◆ **Input rows**:

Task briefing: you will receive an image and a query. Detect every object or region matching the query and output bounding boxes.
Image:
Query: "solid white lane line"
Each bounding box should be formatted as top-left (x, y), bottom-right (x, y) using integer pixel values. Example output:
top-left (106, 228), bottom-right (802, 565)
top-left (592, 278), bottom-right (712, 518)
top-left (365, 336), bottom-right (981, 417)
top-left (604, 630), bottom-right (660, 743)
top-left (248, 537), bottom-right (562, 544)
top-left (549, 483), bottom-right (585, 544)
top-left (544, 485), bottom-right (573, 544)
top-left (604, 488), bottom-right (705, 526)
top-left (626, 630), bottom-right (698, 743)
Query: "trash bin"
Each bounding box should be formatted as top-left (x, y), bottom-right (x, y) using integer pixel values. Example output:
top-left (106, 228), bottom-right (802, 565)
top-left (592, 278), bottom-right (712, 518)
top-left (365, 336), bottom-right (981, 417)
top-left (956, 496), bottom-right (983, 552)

---

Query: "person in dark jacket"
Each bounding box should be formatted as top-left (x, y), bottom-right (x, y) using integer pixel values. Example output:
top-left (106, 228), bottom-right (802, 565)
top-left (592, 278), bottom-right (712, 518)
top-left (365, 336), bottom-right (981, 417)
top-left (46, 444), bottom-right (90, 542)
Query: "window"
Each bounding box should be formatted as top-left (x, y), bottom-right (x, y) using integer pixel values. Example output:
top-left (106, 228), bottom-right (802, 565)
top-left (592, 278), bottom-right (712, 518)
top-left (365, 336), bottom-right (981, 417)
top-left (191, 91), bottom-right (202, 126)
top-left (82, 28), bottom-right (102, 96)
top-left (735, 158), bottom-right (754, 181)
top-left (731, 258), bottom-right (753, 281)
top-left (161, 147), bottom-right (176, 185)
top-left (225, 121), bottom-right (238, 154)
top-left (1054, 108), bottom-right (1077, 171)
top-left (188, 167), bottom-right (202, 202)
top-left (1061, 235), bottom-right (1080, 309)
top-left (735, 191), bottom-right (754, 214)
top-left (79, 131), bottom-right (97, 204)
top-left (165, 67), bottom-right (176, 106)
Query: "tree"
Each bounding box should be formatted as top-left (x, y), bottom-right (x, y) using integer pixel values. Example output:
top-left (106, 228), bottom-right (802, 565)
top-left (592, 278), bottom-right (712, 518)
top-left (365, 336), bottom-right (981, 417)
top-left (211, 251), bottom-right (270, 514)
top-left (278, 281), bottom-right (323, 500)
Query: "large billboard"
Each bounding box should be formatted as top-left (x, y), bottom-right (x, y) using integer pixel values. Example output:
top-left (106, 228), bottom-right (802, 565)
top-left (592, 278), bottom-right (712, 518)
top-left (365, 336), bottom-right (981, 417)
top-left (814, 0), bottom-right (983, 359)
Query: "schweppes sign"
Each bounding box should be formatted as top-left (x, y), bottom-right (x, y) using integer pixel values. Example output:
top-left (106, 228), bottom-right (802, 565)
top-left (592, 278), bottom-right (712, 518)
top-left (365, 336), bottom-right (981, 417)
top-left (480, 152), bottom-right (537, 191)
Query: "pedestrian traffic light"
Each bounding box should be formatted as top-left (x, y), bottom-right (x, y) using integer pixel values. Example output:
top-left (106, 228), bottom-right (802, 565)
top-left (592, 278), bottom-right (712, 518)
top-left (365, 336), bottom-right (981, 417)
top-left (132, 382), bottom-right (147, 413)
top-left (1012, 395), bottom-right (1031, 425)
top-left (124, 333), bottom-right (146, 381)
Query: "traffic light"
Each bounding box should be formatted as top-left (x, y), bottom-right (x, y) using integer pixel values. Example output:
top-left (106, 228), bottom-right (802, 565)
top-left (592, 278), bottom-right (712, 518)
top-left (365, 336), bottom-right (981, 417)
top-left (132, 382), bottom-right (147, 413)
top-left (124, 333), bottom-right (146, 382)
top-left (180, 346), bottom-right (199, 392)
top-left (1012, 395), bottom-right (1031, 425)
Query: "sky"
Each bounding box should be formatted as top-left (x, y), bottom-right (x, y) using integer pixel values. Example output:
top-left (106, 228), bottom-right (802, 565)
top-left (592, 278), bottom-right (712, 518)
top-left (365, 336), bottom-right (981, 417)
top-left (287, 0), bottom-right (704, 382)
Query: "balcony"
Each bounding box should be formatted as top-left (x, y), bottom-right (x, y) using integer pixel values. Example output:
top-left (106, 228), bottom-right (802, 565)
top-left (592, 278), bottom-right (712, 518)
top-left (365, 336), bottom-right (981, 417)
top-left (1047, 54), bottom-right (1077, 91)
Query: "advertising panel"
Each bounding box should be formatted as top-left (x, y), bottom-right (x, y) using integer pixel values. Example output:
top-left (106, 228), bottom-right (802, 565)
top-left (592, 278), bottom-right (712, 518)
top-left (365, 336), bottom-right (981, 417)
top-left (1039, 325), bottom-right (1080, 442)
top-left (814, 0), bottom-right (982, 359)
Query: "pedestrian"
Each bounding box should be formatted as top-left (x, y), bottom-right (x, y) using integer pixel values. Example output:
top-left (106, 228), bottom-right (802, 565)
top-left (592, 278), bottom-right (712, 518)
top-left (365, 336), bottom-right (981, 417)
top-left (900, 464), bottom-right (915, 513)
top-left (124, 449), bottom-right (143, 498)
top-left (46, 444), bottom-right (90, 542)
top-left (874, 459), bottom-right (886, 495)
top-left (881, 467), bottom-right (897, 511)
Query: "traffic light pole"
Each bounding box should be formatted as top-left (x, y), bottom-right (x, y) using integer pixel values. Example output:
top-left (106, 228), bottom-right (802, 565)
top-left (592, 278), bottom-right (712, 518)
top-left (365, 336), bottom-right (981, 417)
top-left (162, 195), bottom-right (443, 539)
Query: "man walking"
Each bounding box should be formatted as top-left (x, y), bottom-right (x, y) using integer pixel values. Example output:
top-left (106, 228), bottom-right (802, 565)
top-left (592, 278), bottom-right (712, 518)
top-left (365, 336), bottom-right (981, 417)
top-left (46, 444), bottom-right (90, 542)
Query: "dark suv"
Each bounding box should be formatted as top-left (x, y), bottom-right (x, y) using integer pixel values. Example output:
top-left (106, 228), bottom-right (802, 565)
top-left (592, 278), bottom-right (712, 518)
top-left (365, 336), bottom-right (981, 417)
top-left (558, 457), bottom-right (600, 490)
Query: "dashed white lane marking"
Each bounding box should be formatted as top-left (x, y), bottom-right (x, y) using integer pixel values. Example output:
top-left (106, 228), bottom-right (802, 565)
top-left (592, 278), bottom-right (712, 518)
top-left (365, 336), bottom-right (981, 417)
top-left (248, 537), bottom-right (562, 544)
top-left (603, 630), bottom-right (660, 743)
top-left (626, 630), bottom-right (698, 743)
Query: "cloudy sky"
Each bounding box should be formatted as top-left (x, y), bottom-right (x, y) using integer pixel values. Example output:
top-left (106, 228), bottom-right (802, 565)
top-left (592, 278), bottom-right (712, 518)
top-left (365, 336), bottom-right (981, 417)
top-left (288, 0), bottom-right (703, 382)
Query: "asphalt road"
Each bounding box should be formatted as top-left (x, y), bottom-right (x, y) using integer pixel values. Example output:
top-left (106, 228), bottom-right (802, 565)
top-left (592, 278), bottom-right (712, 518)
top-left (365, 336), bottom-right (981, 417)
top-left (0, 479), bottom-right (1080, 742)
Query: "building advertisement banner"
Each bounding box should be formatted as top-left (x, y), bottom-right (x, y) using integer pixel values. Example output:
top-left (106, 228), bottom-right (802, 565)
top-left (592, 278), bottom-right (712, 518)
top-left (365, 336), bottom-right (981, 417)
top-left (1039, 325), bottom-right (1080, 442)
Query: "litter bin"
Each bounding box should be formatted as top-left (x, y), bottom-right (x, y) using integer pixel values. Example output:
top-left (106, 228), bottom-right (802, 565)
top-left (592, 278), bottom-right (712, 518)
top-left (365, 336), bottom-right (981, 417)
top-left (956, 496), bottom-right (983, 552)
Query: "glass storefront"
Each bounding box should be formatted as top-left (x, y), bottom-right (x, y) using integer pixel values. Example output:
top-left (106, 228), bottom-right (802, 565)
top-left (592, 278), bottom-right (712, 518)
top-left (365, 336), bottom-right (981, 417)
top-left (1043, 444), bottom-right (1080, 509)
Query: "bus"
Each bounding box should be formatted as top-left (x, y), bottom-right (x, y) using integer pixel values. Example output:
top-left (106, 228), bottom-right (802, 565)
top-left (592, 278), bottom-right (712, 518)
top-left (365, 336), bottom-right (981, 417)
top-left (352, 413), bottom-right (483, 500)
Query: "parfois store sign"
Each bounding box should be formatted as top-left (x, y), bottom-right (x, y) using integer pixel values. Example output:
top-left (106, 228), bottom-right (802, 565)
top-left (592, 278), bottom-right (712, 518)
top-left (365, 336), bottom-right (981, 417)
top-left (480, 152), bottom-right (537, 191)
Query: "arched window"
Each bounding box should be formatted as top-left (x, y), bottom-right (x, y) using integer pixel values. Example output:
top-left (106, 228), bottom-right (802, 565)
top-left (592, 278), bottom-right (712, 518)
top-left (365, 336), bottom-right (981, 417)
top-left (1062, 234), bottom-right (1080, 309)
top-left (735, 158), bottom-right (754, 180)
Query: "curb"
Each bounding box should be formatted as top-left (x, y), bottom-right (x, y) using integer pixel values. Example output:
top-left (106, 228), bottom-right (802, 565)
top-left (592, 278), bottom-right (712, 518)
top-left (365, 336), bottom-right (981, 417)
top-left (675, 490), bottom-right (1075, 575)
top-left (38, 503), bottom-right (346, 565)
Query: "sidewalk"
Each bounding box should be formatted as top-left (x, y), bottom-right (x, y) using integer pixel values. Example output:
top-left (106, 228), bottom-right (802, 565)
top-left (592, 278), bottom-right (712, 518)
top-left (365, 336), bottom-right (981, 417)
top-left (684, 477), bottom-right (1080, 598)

◆ **Task statement**: Gather every line from the rows above that contains the word "white", treating uppercase and lowercase as different.

◆ **Exercise result**:
Query: "solid white lane line"
Query: "dashed white lane marking"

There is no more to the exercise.